■ **取り組む内容**:
**1.** プトレマイオスについての文章によると、アレクサンドロス3世の死後、プトレマイオスはどこの太守となったか。
**2.** プトレマイオスについての文章のうち、「この時点での帝国のトップであ」という語句を含むところで始まり、「で遺体は発見されていない)。」で終わる部分を書き写しなさい。
**3.** プトレマイオスについての文章を、最後の文に続けて書き進めなさい。

東方遠征では将軍として重要なポジションを任され続ける。


紀元前330年以降は側近護衛官となっており、アレクサンドロス3世の親友ヘファイスティオンや豪傑ペルディッカスと共に王からの信頼が特に厚い重臣であった。




紀元前323年にアレクサンドロス3世がバビロン(現 イラク・バグダッド)で死去すると、有力諸将の会議の結果、プトレマイオスは肥沃な土地エジプトの太守となる。


この時点での帝国のトップであるペルディッカスが、アンティパトロスの娘ニカイアとの婚約を破棄すると、ペルディッカス派とアンティパトロス派に分裂する。


プトレマイオスはアンティゴノスらと共にアンティパトロスに味方した。

アレクサンドリア

そうした折に、ペルディッカスがバビロンからマケドニア本国へ移送中だったアレクサンドロス大王の遺体をプトレマイオスは奪い、そのままエジプトのアレクサンドリアに埋葬する(ただ、現在にいたるまで遺体は発見されていない)。


アレクサンドロス大王の遺体を埋葬するという行為は後継者をアピールする行為であり、さらにエジプトはかつてアレクサンドロス大王が王(ファラオ)として民衆に受け入れられた意義深い土地である。

プトレマイオスに後継者としての強い野心がハッキリとあることが伺われる行動であった。



しかし、紀元前321年、プトレマイオスを討伐しに来たはずのペルディッカスが、ナイル川の渡河に失敗すると部下のセレウコスらに暗殺された。

プトレマイオスにとって最大のピンチになりかけていた事態が幸運にも回避される。




ペルディッカスの死により、プトレマイオスが支持したアンティパトロスが帝国のトップになるが、紀元前319年、老齢であったアンティパトロスが死去すると、アンティゴノスが破竹の勢いで勢力を拡大していった。


圧倒的な勢力となったアンティゴノスは、帝国の完全掌握を目指し、バビロンを治めるセレウコス討伐に力を注ぎ始めた。

■ **データ抜粋**:
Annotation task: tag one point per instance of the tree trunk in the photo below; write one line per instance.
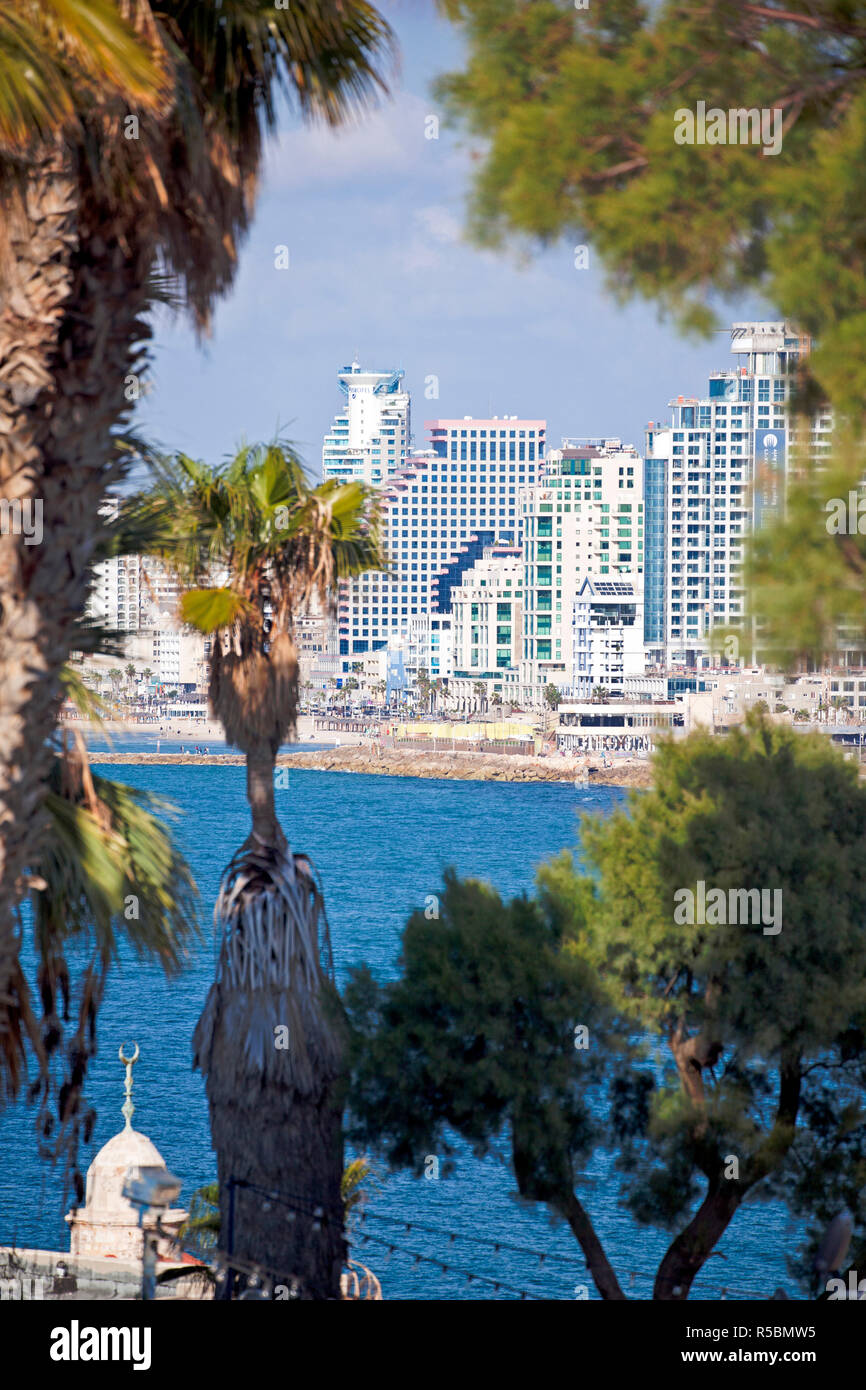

■ **結果一覧**:
**1.** 肥沃な土地エジプトの太守となった。

**2.**
この時点での帝国のトップであるペルディッカスが、アンティパトロスの娘ニカイアとの婚約を破棄すると、ペルディッカス派とアンティパトロス派に分裂する。


プトレマイオスはアンティゴノスらと共にアンティパトロスに味方した。

アレクサンドリア

そうした折に、ペルディッカスがバビロンからマケドニア本国へ移送中だったアレクサンドロス大王の遺体をプトレマイオスは奪い、そのままエジプトのアレクサンドリアに埋葬する(ただ、現在にいたるまで遺体は発見されていない)。

**3.**
サラミスの海戦

プトレマイオスは、アンティゴノスの意識がセレウコスのシリア方面に向いている隙に、エジプトから地中海を経てギリシア世界に勢力を伸ばそうとする。

しかし、紀元前306年「サラミス海戦」でアンティゴノスの息子デメトリオスが、プトレマイオスの艦隊を大敗させ、それを阻止する。




アンティゴノスがアンティゴノス朝を開き王となると、プトレマイオスとセレウコスもそれに対抗して王朝を開いた。


アレクサンドロス大王の遺体が埋葬されており、肥沃な大地が広がるエジプトを背景に、プトレマイオスも後継者としての野心を隠さなかった。

プトレマイオス1

さらに、プトレマイオス、セレウコス、カッサンドロス、リュシマコスは、アレクサンドロス帝国の統一を強攻に進めようとする最大勢力アンティゴノスに対抗するために同盟を組んだ。


紀元前301年に「イプソスの戦い」でセレウコス・リュシマコスの連合軍はアンティゴノスに勝利して戦死させる。


セレウコスは、旧ペルシア支配地域の多くを領土にし、ハッキリと最大勢力となると、ここまでずっと共闘関係にあったプトレマイオスとの対立が色濃くなる。


紀元前282年、セレウコスは「コルぺディオンの戦い」でプトレマイオスに味方するリュシマコスを敗死させ、さらに故国マケドニアを勢力下におさめようと遠征する。


しかし、この遠征にプトレマイオスの息子ケラウノスが同行していた。

息子ケラウノスは、プトレマイオスからエジプトを追放され、さらにプトレマイオスがエジプトの王位をケラウノスの弟に継がせる意思をハッキリさせていたため、ケラウノスは自力でマケドニア王になる野心を抱き、遠征道中にセレウコスを暗殺した。




紀元前288年、プトレマイオス朝エジプトは、プトレマイオスの後妻ベレニケ1世が産んだ息子プトレマイオス2世が後継者となると、その後300年近い繁栄を築く。
 
アレクサンドリア

そして、このプトレマイオス朝の最期の女王となるのが、絶世の美女として知られるあのクレオパトラ7世である。